**Text section**
We might call a person who really doesn't like to be around other people a recluse. We might think of this person as living in a secluded area, or in a house with tall shrubs all around so as to keep people out and their "secret lives" secret. In reality, anyone who lives "shut off" from the world is living a life of a recluse. I am not much into quantum theory, although I have had the privilege of speaking with some amazingly intelligent men and women who do very well in this field. I do appreciate some of the principles they teach, one of which is best stated by Erwin Schrodinger, an Austrian Physicist who studied in this field. He said, "For a solitary animal, egoism is a virtue that tends to preserve and improve the species; in any kind of community it becomes a destructive vice." Well said, Mr. Schrodinger! As long as we live with ourselves and engage with no others throughout this lifetime, we might just find our egocentric lifestyle exactly what we need to survive. If we venture at all into society at large, this egocentricity will be what gives us the greatest conflict!
People who do not get along with others are interested only in themselves; they will disagree with what everyone else knows is right. A fool does not care whether he understands a thing or not; all he wants to do is show how smart he is. Sin and shame go together. Lose your honor, and you will get scorn in its place. A person's words can be a source of wisdom, deep as the ocean, fresh as a flowing stream. It is not right to favor the guilty and keep the innocent from receiving justice. When some fool starts an argument, he is asking for a beating. When a fool speaks, he is ruining himself; he gets caught in the trap of his own words. Gossip is so tasty—how we love to swallow it! A lazy person is as bad as someone who is destructive. The Lord is like a strong tower, where the righteous can go and be safe. (Proverbs 18:1-10 GNT)

**Problem description**
In the text on recluses and egoism, why might an egocentric lifestyle serve a person who lives shut off from others, yet cause trouble once that person enters society? Answer in one to three sentences.

**Material**
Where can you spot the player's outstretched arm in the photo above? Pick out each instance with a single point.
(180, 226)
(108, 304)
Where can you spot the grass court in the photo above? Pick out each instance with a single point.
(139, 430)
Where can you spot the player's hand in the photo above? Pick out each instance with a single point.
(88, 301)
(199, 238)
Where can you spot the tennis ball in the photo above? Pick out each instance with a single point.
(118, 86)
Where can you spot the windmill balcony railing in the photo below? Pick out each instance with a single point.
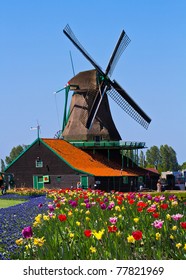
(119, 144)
* * *
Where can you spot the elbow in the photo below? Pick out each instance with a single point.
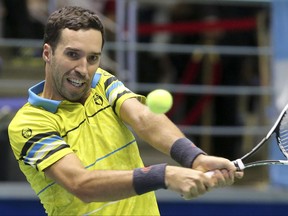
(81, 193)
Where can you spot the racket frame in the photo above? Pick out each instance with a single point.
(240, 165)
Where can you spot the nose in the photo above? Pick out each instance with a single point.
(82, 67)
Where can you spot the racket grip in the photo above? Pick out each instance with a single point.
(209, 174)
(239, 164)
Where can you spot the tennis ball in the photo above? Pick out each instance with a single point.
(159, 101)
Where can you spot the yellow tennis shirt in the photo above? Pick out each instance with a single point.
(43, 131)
--
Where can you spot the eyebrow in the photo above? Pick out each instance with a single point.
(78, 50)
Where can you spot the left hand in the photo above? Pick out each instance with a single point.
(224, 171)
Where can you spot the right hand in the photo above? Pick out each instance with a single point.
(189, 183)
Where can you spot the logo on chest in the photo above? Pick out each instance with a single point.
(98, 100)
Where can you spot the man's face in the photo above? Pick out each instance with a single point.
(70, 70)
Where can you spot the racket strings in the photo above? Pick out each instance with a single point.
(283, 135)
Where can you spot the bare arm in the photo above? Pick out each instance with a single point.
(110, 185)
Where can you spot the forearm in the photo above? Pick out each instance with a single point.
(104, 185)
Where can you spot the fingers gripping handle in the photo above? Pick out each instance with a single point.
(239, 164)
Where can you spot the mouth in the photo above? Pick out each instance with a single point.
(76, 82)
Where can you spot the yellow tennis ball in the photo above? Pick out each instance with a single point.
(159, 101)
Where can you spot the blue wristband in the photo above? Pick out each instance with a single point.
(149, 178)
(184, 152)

**The reply**
The text quotes Erwin Schrodinger: for a solitary animal, egoism is a virtue that tends to preserve and improve the species, but in any kind of community it becomes a destructive vice. Someone who engages with no others may find egocentricity to be exactly what they need to survive. Among other people, that same egocentricity gives the greatest conflict.